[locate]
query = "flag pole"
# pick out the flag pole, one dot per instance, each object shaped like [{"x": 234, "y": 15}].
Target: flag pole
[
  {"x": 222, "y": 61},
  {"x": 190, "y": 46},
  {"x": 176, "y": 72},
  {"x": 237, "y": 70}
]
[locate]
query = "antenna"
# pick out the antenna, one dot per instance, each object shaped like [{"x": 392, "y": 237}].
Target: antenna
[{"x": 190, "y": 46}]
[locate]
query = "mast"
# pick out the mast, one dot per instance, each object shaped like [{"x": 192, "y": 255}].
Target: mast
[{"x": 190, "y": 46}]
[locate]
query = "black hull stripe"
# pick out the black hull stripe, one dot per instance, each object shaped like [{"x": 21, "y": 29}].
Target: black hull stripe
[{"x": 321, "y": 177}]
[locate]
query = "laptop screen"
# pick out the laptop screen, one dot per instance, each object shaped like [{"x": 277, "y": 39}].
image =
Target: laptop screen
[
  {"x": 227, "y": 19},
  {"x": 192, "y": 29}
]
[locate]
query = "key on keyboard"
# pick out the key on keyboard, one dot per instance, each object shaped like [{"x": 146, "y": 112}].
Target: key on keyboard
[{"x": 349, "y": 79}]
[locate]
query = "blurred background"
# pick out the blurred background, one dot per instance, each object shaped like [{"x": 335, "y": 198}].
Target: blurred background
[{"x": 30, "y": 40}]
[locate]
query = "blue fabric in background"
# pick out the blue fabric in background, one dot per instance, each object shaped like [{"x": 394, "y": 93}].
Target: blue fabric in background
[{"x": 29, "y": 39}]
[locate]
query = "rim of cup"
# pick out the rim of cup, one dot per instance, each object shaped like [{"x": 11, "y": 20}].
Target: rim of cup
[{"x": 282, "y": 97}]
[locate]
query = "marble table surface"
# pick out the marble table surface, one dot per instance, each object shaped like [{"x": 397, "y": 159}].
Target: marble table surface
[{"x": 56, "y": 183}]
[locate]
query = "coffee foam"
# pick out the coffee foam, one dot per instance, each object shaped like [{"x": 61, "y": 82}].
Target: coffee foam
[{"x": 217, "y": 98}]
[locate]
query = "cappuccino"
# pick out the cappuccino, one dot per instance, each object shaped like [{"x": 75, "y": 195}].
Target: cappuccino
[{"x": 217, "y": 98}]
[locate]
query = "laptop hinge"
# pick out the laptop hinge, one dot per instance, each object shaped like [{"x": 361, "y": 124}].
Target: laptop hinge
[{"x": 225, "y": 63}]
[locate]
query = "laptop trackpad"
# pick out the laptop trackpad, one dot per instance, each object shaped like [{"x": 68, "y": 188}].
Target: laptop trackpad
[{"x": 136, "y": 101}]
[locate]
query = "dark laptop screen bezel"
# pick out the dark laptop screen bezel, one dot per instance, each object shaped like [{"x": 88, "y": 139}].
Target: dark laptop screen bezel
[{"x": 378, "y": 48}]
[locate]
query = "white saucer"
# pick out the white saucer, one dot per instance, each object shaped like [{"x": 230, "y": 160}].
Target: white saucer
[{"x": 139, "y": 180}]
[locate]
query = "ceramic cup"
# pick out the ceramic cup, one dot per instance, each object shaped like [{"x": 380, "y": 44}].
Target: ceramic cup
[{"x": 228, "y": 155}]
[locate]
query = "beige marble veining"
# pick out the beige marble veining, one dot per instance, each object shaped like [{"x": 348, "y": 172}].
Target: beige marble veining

______

### TASK BRIEF
Return the whole listing exactly, with every line included.

### FINAL RESULT
[locate]
query = "flag pole"
# pick out the flag pole, one dot per instance, each object shaped like [{"x": 234, "y": 15}].
Target: flag pole
[
  {"x": 222, "y": 61},
  {"x": 190, "y": 46},
  {"x": 176, "y": 72},
  {"x": 237, "y": 70}
]
[locate]
query = "antenna"
# pick out the antenna, one dot per instance, each object shaped like [{"x": 392, "y": 237}].
Target: antenna
[{"x": 190, "y": 46}]
[locate]
query = "mast"
# pick out the mast, one dot per instance, each object shaped like [{"x": 192, "y": 255}].
Target: mast
[{"x": 190, "y": 46}]
[locate]
query = "black hull stripe"
# pick out the black hull stripe, one dot per instance, each object shaped like [{"x": 21, "y": 29}].
Target: black hull stripe
[{"x": 321, "y": 177}]
[locate]
query = "laptop screen"
# pick out the laptop screen, one dot per instance, each object shaped like [{"x": 277, "y": 39}].
image =
Target: laptop screen
[
  {"x": 227, "y": 19},
  {"x": 192, "y": 29}
]
[locate]
query = "key on keyboard"
# pick out the key on keyboard, one dot per instance, each object shaped like [{"x": 146, "y": 112}].
Target: key on keyboard
[{"x": 349, "y": 79}]
[locate]
query = "blurred background"
# pick out the blurred background, one dot per instance, each object shaped like [{"x": 335, "y": 198}].
Target: blurred background
[{"x": 30, "y": 40}]
[locate]
query = "blue fabric in background"
# pick out the blue fabric in background, one dot per instance, each object shaped like [{"x": 394, "y": 93}].
Target: blue fabric in background
[{"x": 29, "y": 39}]
[locate]
query = "rim of cup"
# pick out the rim of cup, one dot per instance, each object shaped like [{"x": 11, "y": 20}].
Target: rim of cup
[{"x": 282, "y": 97}]
[locate]
query = "marble table surface"
# pick out the marble table surface, one dot per instance, each object shaped like [{"x": 397, "y": 159}].
Target: marble table surface
[{"x": 56, "y": 183}]
[locate]
query = "coffee foam"
# pick out the coffee foam, one dot per instance, each object shaped like [{"x": 61, "y": 82}].
Target: coffee foam
[{"x": 217, "y": 98}]
[locate]
query = "cappuccino"
# pick out the cappuccino, one dot per instance, each object shaped like [{"x": 75, "y": 195}].
Target: cappuccino
[{"x": 217, "y": 98}]
[locate]
query = "laptop hinge"
# pick out the laptop hinge, one dot per instance, each object shaped like [{"x": 361, "y": 124}].
Target: laptop hinge
[{"x": 225, "y": 63}]
[locate]
query = "laptop trackpad"
# pick out the laptop trackpad, one dot per instance, each object shaped like [{"x": 68, "y": 188}].
Target: laptop trackpad
[{"x": 136, "y": 101}]
[locate]
query = "dark laptop screen bezel"
# pick out the dark laptop screen bezel, one dot per instance, each object shaped like [{"x": 88, "y": 139}].
Target: dark laptop screen bezel
[{"x": 378, "y": 48}]
[locate]
query = "white saucer"
# pick out the white saucer, one dot per instance, each object shaped like [{"x": 230, "y": 160}].
Target: white saucer
[{"x": 139, "y": 180}]
[locate]
query = "ceramic cup"
# pick out the ceramic cup, one dot per instance, each object shaped like [{"x": 380, "y": 44}].
Target: ceramic cup
[{"x": 228, "y": 155}]
[locate]
query = "beige marble veining"
# pick out the beige marble veining, one dot per instance, each object shaped like [{"x": 348, "y": 172}].
Target: beige marble veining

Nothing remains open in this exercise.